Beginning with the line containing "From the image above, detect the navy" and ending with the last line, repeat the records exactly.

== Records provided ==

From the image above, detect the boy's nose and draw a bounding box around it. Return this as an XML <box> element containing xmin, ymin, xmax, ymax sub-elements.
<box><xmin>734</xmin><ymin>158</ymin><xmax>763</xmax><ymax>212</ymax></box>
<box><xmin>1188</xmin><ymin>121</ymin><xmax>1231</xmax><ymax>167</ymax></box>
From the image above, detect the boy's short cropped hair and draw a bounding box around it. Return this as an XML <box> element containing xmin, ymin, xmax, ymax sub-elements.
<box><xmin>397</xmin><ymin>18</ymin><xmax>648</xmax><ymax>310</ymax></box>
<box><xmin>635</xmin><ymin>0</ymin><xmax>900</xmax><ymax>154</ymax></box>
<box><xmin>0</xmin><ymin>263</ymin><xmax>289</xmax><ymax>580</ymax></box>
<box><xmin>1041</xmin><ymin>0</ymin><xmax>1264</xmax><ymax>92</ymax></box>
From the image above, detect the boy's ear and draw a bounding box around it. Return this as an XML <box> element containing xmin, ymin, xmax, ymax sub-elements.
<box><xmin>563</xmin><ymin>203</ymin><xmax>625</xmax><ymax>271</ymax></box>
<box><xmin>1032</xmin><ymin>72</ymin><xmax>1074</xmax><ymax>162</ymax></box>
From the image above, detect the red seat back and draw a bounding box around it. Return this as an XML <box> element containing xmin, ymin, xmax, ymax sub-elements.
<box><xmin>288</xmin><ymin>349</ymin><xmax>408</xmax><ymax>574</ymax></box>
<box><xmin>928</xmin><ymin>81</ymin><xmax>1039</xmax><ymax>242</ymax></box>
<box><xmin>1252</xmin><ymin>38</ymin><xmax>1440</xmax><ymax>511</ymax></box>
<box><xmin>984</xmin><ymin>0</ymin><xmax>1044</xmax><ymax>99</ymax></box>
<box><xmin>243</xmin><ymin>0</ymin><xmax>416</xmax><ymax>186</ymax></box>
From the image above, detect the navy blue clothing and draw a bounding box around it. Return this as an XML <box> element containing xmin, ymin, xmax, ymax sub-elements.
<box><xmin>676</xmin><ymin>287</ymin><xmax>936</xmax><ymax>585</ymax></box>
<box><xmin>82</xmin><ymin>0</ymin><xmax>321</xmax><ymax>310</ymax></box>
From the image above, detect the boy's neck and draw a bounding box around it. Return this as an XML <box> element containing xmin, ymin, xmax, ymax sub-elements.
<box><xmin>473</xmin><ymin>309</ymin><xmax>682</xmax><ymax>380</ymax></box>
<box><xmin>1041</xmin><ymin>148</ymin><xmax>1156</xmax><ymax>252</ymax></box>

===

## Expected answer
From the image above, detect the navy blue clothing and draw a bounding box around it. Return this as an XML <box> element containing xmin, ymin, xmax, ymax sub-elements.
<box><xmin>676</xmin><ymin>287</ymin><xmax>936</xmax><ymax>585</ymax></box>
<box><xmin>82</xmin><ymin>0</ymin><xmax>321</xmax><ymax>310</ymax></box>
From the image above, detect the boy's neck and draw a bounding box around it. Return this as an XML <box> element containing xmin, ymin, xmax, ymax sub-elements.
<box><xmin>473</xmin><ymin>309</ymin><xmax>682</xmax><ymax>380</ymax></box>
<box><xmin>1041</xmin><ymin>148</ymin><xmax>1156</xmax><ymax>252</ymax></box>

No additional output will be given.